▶ **Material supplied**
■ ■ ■ ■

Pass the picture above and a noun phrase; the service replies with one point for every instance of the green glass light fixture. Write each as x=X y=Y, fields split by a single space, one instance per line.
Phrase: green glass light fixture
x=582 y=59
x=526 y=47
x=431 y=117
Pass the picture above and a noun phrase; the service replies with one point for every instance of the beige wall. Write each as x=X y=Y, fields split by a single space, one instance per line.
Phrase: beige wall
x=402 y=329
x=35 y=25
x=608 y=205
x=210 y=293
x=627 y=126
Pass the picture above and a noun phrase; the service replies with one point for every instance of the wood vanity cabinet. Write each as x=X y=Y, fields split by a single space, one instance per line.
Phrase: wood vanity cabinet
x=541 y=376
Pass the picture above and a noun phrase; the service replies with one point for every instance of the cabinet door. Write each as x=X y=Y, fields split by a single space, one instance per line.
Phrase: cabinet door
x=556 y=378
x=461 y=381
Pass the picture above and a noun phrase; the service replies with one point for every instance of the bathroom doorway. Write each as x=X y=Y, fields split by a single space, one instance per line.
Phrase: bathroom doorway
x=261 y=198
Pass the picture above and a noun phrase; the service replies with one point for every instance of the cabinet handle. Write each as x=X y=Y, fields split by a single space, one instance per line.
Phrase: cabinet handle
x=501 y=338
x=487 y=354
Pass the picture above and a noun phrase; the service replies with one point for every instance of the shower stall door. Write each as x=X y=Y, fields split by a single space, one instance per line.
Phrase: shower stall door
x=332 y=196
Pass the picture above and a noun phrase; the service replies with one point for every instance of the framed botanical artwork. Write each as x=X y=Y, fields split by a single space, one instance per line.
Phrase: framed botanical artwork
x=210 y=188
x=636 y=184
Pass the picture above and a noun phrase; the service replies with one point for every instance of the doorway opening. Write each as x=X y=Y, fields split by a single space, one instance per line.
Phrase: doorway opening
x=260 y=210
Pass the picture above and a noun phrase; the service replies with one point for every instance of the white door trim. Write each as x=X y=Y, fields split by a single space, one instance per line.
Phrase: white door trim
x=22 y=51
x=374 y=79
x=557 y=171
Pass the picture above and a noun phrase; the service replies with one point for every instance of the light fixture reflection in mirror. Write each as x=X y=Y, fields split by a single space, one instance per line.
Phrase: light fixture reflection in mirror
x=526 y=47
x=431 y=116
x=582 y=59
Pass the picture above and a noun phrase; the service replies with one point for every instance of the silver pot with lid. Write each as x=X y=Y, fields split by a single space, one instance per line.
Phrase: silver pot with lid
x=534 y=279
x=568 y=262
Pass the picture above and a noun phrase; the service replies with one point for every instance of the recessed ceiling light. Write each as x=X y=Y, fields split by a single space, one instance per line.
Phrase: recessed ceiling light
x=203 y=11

■ ■ ■ ■

▶ **Problem requirements**
Could the data above be returned exactly as it stands?

▶ **Finished exercise**
Pass the picture above and a noun phrase; the service replies with one point for every instance of the green glass light fixture. Write each as x=X y=Y, fields split by a single space, one instance per line.
Phrase: green glass light fixture
x=582 y=59
x=526 y=47
x=431 y=117
Pass the picture above and a noun phrase; the service replies with one point for every instance of the beige wall. Write each as x=X y=Y, fields split by a single space, one instance per line.
Phrase: beige wall
x=402 y=329
x=35 y=25
x=608 y=205
x=210 y=293
x=627 y=126
Pass the picture above and a noun phrase; the service replies with one point for every instance of the wood vanity cabinet. Write each as x=X y=Y, fields split by a single space, one instance per line.
Phrase: wood vanity cabinet
x=541 y=376
Pass the picture above and a noun phrase; the service replies with one point for every instance of the cabinet door. Write each as x=X y=Y, fields split by a single space, one instance per line.
Phrase: cabinet door
x=556 y=378
x=461 y=381
Pass the picture above and a noun phrase; the service replies with one point for every instance of the bathroom doorway. Write each as x=X y=Y, fields split by a single space, one instance per line.
Phrase: bathroom doorway
x=261 y=198
Pass the picture above and a noun phrase; the service replies with one point for every instance of the cabinet handle. Write each as x=X y=Y, fields split by a single space, one instance per line.
Phrase: cabinet handle
x=501 y=338
x=487 y=354
Pass the picture above and a noun phrase; the service replies with one point for every instance of the shower stall door. Write each as x=X y=Y, fields split by a single space, one instance per line.
Phrase: shower stall door
x=332 y=196
Pass the picture above and a noun phrase; the service replies with one point for every instance of the framed botanical artwork. Write each as x=X y=Y, fields split by a single space, one instance per line.
Phrase: framed botanical artwork
x=210 y=188
x=636 y=184
Pass the picture above and a noun phrase; the service replies with one point for every instance of the doorway opening. Write each as x=X y=Y, fields split by a single space, one instance per line.
Phrase: doorway opening
x=260 y=210
Pass the picture above and a noun phrase; the service replies with one point for every instance of the white door trim. Write each as x=X y=Y, fields split by a single space, one instance per line.
Phrase: white door trim
x=22 y=51
x=374 y=79
x=557 y=171
Pass the picture above and a noun phrase; the service replies with one point for every instance of the light fixture reflection in mirror. Write each as x=X y=Y, fields split by a single space, one instance per line.
Phrase: light fixture reflection in mirror
x=526 y=47
x=431 y=116
x=582 y=59
Pass the picture above and a noun phrase; the service replies with one point for every instance of the silver pot with lid. Write each as x=X y=Y, fields split by a single space, one instance per line.
Phrase: silver pot with lid
x=534 y=279
x=568 y=262
Pass the picture above and a noun phrase; the service replies with one point for every instance of the recessed ceiling light. Write each as x=X y=Y, fields split by a single space, one instance per line.
Phrase: recessed ceiling light
x=203 y=11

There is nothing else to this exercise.